> Exercise instructions:
a. Please answer these questions using the blog post below, one answer per line, marked the same way:
(i) Whose daughter is Fiona?
(ii) What did the kids do at the program?
(iii) What sleep aid has the writer been taking?
b. List every person mentioned by name in the blog post below.

> Page text:
.....

Changes are afoot!
I was going to wait until new years to change my theme, but today I realized that once Thanksgiving hits, I’m so not going to have time to do any sort of template tweaking!
I don’t want a big change, but you know how it goes when you’re surfing through templates, you sometimes find things that you just comletely unexpectedly love.
Today was Grandparents and Special Friends day at my friend Fiona (Wendy's daughter)'s school. Since Fiona's grandparents all live very far away and Wendy and John both had to work, I decided to go so that Fiona would have someone special in the audience. I ended up being both Fiona's special friend and a special friend to Fiona's best friend Annabelle (who didn't have anybody in the audience) and can I just say? The program was super cute.
The kids recited a couple of poems and sang a couple of songs and then Fiona and Annabelle showed me around their classroom and all of the things they like to play with when they aren't busy "learning and learning and learning" and can I just say? I want my own kindergartener. Right now.
I can't wait to tell Will when he gets home from work. He'll be thrilled!
How do you fall asleep when your brain won’t stop thinking? Last night I may or may not have stomped into the computer room and shouted “This is how people accidentally overdose on sleeping pills!” and then burst into tears at three in the morning to a WoWing Will. I’ve been taking Advil PM for a couple of nights now–only half the reccommended adult dose–and last night, my one little pill just wasn’t working. Now I know that taking a second pill when the reccommended dose is two pills isn’t a huge deal especially when it has been three hours since the first one was swallowed, but by three in the morning I was all the way past rational though and into full on “I can’t sleep! Why can’t I sleep? I need sleep! Fall asleep brain!” psychosis.

.....

> Recorded data:
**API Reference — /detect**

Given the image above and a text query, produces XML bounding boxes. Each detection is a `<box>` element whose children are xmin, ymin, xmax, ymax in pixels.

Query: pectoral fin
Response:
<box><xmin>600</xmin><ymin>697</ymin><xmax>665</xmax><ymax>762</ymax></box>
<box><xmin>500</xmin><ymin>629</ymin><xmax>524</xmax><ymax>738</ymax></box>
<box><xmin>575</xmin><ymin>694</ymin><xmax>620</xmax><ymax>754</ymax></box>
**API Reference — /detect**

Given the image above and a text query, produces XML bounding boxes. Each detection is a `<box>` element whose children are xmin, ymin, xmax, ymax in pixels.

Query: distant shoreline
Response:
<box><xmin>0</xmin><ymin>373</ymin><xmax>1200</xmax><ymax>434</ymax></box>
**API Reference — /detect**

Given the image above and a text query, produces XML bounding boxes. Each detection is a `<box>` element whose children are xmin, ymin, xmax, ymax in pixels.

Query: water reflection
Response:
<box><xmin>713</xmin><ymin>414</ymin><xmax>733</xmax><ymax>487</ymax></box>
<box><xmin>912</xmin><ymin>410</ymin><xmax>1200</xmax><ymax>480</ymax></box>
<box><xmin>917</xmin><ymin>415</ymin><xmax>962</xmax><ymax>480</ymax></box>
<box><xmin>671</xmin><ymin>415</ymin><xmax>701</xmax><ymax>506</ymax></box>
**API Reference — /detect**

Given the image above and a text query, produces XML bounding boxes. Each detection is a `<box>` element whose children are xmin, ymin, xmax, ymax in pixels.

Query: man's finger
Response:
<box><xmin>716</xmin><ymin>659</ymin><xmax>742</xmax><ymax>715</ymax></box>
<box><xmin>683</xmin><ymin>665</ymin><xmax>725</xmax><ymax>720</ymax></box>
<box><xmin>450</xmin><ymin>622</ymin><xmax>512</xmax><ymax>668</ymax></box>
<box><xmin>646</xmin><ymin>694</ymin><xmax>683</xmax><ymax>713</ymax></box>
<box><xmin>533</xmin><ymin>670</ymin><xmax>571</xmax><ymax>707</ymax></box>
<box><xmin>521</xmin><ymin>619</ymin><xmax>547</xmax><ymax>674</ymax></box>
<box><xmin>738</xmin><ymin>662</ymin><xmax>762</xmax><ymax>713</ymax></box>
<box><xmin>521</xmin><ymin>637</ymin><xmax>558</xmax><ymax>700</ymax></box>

.....

> Task-by-task answers:
a.
(i) Wendy's
(ii) They recited a couple of poems and sang a couple of songs.
(iii) Advil PM

b. Fiona, Wendy, John, Annabelle, Will